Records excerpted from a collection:

************

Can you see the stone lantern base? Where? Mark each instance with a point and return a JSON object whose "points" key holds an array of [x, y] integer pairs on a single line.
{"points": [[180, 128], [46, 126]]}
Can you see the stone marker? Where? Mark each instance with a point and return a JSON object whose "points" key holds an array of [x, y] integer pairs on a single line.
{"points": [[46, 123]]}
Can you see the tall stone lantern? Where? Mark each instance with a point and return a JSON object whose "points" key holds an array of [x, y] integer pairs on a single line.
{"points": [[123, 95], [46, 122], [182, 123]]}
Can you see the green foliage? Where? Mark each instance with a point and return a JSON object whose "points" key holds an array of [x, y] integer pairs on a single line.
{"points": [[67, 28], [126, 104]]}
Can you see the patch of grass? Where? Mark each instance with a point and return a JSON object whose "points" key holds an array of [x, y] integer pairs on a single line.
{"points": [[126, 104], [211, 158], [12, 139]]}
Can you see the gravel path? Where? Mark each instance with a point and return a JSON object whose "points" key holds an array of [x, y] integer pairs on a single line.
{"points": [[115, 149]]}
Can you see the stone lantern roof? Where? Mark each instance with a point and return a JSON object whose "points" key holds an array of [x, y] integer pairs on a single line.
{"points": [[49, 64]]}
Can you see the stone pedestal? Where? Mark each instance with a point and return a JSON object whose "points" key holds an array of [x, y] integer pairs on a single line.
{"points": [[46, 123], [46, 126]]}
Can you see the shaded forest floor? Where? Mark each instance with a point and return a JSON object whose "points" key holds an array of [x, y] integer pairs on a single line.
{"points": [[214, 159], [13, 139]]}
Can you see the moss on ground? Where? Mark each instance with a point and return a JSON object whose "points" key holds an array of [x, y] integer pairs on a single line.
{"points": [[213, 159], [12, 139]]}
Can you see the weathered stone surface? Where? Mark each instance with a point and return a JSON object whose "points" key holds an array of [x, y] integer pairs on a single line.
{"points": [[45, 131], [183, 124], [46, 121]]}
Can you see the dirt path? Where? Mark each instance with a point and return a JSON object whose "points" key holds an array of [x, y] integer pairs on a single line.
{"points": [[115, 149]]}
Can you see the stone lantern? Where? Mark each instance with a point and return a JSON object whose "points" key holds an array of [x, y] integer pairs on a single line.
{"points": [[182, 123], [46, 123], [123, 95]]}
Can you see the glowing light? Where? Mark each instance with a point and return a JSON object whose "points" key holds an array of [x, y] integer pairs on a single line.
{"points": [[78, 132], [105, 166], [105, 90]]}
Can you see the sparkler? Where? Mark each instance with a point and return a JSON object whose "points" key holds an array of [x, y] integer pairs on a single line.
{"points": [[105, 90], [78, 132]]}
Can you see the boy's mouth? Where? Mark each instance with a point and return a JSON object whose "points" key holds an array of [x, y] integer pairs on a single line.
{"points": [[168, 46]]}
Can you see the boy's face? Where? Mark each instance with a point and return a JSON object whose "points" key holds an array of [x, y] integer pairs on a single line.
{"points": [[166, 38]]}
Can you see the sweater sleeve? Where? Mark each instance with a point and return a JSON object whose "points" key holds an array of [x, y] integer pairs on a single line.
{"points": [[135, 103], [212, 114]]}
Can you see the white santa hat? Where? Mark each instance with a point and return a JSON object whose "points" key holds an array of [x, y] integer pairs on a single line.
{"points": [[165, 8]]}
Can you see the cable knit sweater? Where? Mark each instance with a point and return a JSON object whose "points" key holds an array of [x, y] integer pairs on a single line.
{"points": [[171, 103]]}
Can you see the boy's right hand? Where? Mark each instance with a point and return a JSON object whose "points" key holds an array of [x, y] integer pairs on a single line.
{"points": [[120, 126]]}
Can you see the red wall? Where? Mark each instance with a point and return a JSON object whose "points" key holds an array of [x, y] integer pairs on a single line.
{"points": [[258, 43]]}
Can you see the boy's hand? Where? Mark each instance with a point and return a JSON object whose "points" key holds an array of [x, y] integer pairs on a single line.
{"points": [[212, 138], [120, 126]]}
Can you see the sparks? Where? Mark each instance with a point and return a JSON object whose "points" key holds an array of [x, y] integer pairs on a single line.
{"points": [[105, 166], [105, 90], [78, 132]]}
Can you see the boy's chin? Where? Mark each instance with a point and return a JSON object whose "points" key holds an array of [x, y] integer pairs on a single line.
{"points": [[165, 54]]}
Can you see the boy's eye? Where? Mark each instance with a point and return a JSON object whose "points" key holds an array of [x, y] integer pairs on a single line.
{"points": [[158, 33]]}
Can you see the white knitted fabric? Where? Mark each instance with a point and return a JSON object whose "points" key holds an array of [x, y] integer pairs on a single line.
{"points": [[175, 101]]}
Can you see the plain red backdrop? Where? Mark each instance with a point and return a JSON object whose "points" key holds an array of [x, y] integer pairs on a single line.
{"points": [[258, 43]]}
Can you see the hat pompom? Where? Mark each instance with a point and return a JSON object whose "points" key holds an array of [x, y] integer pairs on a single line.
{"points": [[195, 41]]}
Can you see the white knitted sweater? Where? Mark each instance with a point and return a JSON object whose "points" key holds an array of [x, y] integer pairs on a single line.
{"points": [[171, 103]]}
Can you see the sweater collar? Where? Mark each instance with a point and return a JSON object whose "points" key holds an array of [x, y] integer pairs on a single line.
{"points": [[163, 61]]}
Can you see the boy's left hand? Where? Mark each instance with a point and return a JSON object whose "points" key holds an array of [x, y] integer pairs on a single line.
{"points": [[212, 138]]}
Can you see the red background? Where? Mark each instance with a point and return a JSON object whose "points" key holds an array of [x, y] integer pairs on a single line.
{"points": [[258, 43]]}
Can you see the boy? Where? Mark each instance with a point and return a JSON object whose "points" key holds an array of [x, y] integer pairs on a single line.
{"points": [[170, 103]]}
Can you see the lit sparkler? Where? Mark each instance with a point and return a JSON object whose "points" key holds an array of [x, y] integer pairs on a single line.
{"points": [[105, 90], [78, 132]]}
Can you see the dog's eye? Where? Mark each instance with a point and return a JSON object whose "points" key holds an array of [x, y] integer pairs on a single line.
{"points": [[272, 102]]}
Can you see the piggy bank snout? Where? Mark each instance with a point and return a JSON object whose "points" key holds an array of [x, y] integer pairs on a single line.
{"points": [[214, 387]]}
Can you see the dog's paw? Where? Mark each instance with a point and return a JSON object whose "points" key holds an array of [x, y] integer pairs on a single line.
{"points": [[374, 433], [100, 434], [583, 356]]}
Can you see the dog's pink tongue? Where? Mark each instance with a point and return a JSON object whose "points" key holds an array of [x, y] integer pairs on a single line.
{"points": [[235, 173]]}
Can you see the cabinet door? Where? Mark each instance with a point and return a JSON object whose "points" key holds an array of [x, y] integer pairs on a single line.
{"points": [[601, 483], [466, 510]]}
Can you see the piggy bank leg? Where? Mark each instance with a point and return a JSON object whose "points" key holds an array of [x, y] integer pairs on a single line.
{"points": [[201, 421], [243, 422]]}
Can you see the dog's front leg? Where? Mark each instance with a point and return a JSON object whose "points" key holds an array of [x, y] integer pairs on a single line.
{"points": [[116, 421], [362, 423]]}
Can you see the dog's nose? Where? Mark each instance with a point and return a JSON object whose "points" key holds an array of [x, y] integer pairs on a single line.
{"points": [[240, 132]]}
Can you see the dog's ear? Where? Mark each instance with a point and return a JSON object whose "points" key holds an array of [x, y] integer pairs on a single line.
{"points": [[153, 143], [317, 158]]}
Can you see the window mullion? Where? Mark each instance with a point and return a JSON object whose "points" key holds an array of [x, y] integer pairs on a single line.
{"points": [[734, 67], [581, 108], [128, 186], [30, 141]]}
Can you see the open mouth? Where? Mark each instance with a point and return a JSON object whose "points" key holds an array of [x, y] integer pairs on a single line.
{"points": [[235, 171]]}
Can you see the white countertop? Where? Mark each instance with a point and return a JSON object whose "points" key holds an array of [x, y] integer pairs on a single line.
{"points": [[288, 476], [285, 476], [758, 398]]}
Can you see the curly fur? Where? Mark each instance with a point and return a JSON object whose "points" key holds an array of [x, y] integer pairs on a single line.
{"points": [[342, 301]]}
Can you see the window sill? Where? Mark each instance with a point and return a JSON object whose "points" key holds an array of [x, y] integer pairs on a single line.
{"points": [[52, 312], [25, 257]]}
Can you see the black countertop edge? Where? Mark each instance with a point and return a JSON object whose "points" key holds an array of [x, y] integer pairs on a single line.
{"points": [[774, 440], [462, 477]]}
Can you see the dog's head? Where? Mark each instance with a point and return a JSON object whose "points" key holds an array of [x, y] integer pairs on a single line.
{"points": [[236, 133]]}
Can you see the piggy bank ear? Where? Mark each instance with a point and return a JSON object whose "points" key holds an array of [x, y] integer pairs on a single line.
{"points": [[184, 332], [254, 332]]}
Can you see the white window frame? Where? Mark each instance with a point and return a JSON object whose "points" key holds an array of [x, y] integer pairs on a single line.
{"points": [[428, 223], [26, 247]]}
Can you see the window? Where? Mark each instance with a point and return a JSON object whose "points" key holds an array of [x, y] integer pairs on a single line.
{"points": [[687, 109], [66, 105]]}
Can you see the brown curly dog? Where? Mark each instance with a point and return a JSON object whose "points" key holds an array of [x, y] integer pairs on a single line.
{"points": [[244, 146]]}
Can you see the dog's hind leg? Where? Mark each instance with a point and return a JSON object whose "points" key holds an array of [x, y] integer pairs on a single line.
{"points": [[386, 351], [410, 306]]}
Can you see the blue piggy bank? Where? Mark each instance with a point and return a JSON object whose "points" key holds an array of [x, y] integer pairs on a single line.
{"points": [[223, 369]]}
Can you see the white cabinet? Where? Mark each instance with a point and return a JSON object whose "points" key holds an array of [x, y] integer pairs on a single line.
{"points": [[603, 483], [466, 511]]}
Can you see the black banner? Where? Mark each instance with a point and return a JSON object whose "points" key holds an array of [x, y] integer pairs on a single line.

************

Request: Beginning with the line that contains "Can you see the dog's head?", quote each line exactly through the last line of the entries above, and nothing beyond them.

Task response:
Can you see the dog's head? Where? Mark each instance with a point and return a JSON object whose "points" key holds an array of [x, y] integer pairs on a single line.
{"points": [[236, 133]]}
Can you see the piggy bank ear? Where? Mark each instance with a point and return a JSON object whose "points" key holds an array of [x, y] integer pairs on a single line.
{"points": [[184, 332], [254, 332]]}
Can you see the white window frame? Where? Mark each instance with a point and return a JSON object whose "points" key holds an array of [x, y] integer pairs on a single line.
{"points": [[428, 223], [26, 247]]}
Can you see the window? Where? Mark each instance with a point and return a JSON object whose "points" key holds an array of [x, y] integer pairs on a single line.
{"points": [[687, 109], [66, 105]]}
Can you see the brown curly dog? Where? Mark each instance with a point and return a JSON object whose "points" key holds an array of [x, y] integer pairs on a single line.
{"points": [[244, 146]]}
Can you see the dog's hind leg? Where? Mark each instance with a point and return a JSON object whose "points" key holds an array of [x, y] integer pairs on a single line.
{"points": [[386, 351], [410, 306]]}
Can you see the blue piggy bank? Where? Mark each instance with a point and return a JSON object whose "points" key holds an array of [x, y] integer pairs on a single line.
{"points": [[223, 369]]}
Can you see the white cabinet? Where? Mark each instance with a point and return a JSON object whose "points" key holds an array of [x, y] integer pairs on a single line.
{"points": [[603, 483], [466, 511]]}
Can you see the black banner? Where? Mark each instance with a point and return a JSON object whose "points" key holds an array of [x, y] integer pairs on a single line.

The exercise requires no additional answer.